[BEGIN SOURCE PASSAGE]

Question #5:

We have seen that we can fit an SVM with a non-linear kernel in order to perform classification using a non-linear decision boundary. We will now see that we can also obtain a non-linear decision boundary by performing logistic regression using non-linear transformations of the features.

Part A: Generate a data set with n = 500 and p = 2, such that the observations belong to two classes with a quadratic decision boundary between them. For instance, you can do this as follows:

set.seed(421)
x1 = runif(500) - 0.5
x2 = runif(500) - 0.5
y = 1 * (x1^2 - x2^2 > 0)

Part B: Plot the observations, colored according to their class labels.Your plot should display X1 on the x-axis, and X2 on the yaxis.

plot(x1[y == 0], x2[y == 0], col = "lightpink", xlab = "X1", ylab = "X2", pch = "+")
points(x1[y == 1], x2[y == 1], col = "cyan", pch = 4)

Part C: Fit a logistic regression model to the data, using X1 and X2 as predictors

lm.fit = glm(y ~ x1 + x2, family = binomial)
summary(lm.fit)
## 
## Call:
## glm(formula = y ~ x1 + x2, family = binomial)
## 
## Deviance Residuals: 
##    Min      1Q  Median      3Q     Max  
## -1.278  -1.227   1.089   1.135   1.175  
## 
## Coefficients:
##             Estimate Std. Error z value Pr(>|z|)
## (Intercept)  0.11999    0.08971   1.338    0.181
## x1          -0.16881    0.30854  -0.547    0.584
## x2          -0.08198    0.31476  -0.260    0.795
## 
## (Dispersion parameter for binomial family taken to be 1)
## 
##     Null deviance: 691.35  on 499  degrees of freedom
## Residual deviance: 690.99  on 497  degrees of freedom
## AIC: 696.99
## 
## Number of Fisher Scoring iterations: 3

Part D: Apply this model to the training data in order to obtain a predicted class label for each training observation. Plot the observations, colored according to the predicted class labels. The decision boundary should be linear.

[END SOURCE PASSAGE]

▶ [EXERCISE 1]: Extract every line of the records that contains the word "slice", matching case exactly.
▶ [EXERCISE 2]: Extend the logistic regression exercise, picking up right after its final sentence.

[BEGIN RECORDS PROVIDED]

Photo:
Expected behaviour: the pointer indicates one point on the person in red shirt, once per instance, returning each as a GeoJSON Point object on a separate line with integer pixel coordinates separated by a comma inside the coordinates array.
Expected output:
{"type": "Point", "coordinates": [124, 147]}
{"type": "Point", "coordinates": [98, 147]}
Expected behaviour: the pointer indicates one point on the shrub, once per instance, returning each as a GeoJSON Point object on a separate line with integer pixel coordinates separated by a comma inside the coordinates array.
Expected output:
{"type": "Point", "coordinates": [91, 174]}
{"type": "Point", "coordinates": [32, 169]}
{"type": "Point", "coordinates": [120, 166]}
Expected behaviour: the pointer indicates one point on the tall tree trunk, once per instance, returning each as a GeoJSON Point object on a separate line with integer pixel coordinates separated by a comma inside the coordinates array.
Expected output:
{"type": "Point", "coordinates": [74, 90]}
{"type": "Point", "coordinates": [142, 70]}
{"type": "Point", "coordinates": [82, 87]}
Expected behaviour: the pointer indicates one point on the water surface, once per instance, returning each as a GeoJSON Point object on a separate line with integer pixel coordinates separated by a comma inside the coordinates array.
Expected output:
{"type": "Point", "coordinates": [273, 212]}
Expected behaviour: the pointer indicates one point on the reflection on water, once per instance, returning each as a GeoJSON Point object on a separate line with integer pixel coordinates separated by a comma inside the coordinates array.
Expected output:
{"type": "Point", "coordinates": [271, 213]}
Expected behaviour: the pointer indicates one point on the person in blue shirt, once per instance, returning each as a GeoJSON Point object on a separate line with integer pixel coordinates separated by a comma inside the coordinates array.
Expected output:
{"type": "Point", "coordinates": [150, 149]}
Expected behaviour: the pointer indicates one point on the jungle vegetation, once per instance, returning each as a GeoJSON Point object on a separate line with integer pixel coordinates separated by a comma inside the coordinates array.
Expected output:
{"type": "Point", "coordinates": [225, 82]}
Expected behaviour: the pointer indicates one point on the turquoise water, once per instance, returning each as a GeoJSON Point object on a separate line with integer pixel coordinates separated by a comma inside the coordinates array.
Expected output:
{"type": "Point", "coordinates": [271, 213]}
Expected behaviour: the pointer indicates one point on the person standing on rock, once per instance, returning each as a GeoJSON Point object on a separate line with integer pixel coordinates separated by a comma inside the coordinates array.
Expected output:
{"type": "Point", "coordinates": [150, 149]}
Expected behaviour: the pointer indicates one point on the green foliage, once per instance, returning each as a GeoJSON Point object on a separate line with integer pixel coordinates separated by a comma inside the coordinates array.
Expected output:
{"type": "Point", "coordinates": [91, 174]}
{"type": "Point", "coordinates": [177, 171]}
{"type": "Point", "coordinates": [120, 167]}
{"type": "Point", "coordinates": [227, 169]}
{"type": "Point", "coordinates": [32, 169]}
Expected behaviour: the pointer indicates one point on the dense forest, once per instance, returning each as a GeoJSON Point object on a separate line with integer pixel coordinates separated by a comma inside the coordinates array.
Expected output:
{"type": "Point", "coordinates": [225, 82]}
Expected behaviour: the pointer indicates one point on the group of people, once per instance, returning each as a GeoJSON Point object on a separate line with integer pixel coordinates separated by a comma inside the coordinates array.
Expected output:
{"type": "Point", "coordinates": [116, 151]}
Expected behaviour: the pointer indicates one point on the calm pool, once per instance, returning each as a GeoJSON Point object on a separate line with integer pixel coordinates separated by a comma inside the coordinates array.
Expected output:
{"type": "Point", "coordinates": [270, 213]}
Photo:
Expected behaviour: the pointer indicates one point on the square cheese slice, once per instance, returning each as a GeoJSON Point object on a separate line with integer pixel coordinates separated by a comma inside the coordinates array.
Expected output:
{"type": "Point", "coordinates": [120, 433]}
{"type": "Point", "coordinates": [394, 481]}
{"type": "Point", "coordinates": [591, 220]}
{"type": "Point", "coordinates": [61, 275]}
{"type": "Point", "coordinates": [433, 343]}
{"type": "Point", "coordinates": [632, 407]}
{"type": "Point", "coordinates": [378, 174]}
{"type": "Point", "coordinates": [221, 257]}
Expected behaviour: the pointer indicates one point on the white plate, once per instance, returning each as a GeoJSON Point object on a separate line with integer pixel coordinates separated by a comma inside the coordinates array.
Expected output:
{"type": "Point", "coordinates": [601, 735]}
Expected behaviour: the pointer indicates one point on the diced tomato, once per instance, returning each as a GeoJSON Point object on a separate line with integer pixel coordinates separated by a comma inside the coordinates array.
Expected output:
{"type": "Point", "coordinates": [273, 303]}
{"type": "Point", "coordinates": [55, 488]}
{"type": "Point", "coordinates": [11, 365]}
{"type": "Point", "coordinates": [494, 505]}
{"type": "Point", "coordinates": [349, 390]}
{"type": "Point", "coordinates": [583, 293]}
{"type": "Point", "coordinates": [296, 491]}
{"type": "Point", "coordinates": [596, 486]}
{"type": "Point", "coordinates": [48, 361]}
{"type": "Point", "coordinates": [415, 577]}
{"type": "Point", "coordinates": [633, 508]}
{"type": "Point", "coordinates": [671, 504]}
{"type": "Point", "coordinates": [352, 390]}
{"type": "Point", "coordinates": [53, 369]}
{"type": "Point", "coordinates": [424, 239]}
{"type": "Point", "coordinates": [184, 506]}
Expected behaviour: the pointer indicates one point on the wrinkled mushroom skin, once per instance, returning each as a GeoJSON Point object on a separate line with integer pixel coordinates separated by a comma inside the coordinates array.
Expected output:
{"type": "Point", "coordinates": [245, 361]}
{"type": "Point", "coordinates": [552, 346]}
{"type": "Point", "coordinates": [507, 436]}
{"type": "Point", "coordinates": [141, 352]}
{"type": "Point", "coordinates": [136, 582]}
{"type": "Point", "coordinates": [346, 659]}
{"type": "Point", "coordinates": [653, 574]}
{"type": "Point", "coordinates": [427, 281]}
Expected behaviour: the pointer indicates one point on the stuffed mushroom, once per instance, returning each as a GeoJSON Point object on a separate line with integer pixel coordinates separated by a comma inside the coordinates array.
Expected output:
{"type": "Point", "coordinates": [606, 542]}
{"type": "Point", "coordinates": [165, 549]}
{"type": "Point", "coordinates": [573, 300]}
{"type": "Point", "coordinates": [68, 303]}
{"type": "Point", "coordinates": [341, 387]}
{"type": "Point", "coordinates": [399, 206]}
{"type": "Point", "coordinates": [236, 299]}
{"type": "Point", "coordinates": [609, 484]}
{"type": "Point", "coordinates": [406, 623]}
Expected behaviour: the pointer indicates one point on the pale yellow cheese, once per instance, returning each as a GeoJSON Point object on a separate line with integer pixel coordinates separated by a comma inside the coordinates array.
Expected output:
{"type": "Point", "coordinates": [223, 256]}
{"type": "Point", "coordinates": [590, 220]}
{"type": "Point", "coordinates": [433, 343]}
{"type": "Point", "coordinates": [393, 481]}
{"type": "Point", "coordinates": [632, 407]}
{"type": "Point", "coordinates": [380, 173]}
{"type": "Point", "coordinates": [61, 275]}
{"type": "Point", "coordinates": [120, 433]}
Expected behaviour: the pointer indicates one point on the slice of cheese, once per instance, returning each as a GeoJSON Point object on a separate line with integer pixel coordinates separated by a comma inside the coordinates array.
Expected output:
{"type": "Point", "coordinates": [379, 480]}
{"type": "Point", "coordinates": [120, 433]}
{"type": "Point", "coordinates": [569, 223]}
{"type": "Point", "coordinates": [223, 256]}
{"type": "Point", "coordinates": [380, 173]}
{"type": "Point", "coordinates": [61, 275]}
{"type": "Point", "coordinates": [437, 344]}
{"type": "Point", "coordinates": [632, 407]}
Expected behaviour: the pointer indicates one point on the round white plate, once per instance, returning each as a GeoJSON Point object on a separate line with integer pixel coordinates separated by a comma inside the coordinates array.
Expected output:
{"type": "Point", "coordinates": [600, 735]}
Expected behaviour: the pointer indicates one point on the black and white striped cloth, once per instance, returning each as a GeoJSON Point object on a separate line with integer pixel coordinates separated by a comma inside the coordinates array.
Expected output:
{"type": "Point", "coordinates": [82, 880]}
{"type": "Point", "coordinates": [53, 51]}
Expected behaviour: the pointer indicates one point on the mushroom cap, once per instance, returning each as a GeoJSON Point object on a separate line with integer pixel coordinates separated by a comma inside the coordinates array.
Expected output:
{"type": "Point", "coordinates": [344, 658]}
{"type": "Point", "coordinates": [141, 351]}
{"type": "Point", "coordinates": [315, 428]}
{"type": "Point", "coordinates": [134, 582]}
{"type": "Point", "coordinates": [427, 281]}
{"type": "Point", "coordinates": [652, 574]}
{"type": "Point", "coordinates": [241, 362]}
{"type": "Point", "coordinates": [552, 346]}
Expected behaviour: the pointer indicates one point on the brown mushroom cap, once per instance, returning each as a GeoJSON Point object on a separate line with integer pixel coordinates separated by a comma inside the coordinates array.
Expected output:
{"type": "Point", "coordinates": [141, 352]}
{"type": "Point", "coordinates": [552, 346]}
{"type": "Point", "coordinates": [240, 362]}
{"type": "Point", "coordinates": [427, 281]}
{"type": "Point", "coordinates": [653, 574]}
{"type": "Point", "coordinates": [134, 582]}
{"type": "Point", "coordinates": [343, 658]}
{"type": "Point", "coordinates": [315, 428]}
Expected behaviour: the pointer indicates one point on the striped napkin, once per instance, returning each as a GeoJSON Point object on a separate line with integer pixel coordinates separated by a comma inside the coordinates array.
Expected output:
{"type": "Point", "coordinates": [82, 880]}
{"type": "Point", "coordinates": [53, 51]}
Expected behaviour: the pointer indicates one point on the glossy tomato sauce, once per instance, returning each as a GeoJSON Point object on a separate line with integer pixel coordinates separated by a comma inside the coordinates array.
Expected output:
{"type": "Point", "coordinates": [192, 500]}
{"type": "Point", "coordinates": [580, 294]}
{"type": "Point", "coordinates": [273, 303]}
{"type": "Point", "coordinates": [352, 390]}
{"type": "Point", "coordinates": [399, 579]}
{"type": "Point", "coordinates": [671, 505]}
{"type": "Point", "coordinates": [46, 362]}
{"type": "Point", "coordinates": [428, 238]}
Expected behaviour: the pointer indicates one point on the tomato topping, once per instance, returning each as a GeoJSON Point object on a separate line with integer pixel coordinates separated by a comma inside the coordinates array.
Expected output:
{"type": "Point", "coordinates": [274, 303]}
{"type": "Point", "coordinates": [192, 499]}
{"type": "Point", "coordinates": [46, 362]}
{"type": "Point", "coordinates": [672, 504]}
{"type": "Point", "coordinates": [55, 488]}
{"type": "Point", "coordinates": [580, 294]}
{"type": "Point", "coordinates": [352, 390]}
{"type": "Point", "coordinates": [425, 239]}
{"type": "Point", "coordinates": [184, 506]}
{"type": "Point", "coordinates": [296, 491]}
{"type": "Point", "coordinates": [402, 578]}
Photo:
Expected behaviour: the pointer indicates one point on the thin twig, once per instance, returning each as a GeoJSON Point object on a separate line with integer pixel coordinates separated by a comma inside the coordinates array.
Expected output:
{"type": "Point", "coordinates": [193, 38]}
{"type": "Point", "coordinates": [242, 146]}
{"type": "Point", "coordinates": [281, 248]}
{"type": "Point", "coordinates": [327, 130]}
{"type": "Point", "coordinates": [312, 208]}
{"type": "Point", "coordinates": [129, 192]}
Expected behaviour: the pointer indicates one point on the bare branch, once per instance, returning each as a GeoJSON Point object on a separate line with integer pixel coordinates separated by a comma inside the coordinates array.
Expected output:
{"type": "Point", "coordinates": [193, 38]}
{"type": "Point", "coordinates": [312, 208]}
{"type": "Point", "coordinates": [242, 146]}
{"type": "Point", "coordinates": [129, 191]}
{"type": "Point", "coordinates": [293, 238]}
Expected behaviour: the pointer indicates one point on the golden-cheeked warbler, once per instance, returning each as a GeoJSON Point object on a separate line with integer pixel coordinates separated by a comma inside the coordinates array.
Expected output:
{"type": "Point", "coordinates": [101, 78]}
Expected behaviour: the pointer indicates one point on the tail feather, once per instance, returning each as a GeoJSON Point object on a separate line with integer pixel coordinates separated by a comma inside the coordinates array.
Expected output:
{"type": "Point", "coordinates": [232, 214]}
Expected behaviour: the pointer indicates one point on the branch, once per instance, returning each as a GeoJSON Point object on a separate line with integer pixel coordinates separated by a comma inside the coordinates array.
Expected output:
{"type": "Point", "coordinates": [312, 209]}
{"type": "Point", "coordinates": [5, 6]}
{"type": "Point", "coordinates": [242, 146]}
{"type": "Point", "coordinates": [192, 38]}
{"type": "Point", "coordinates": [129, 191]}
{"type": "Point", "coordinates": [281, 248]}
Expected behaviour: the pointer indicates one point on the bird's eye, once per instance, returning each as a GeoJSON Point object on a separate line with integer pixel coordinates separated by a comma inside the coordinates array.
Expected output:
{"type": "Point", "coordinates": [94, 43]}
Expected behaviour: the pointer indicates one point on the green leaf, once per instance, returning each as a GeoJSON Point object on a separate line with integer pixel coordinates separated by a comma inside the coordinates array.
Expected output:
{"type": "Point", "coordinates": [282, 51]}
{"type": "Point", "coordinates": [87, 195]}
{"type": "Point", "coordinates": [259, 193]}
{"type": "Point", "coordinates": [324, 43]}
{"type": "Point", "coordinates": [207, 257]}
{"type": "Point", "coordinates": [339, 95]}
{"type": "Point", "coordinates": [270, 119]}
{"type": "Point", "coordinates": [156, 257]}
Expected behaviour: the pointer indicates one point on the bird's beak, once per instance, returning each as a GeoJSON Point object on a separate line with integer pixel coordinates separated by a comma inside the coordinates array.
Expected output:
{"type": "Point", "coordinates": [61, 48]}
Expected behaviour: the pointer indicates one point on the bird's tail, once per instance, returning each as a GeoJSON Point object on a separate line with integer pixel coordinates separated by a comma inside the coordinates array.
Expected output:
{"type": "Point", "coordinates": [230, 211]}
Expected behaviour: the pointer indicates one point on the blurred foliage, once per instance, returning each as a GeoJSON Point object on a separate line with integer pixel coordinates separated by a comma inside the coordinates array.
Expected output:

[END RECORDS PROVIDED]

▶ [EXERCISE RESULT 1]:
Expected behaviour: the pointer indicates one point on the square cheese slice, once per instance, returning each as a GeoJSON Point object on a separate line with integer pixel coordinates separated by a comma inside the coordinates array.
Expected behaviour: the pointer indicates one point on the slice of cheese, once per instance, returning each as a GeoJSON Point object on a separate line with integer pixel coordinates separated by a comma inside the coordinates array.

▶ [EXERCISE RESULT 2]:
data = data.frame(x1 = x1, x2 = x2, y = y)
lm.prob = predict(lm.fit, data, type = "response")
lm.pred = ifelse(lm.prob > 0.52, 1, 0)
data.pos = data[lm.pred == 1, ]
data.neg = data[lm.pred == 0, ]
plot(data.pos$x1, data.pos$x2, col = "lightpink", xlab = "X1", ylab = "X2", pch = "+")
points(data.neg$x1, data.neg$x2, col = "cyan", pch = 4)

Part E: Now fit a logistic regression model to the data using non-linear functions of X1 and X2 as predictors (e.g. X2 1 , X1×X2, log(X2), and so forth).

lm.fit = glm(y ~ poly(x1, 2) + poly(x2, 2) + I(x1 * x2), data = data, family = binomial)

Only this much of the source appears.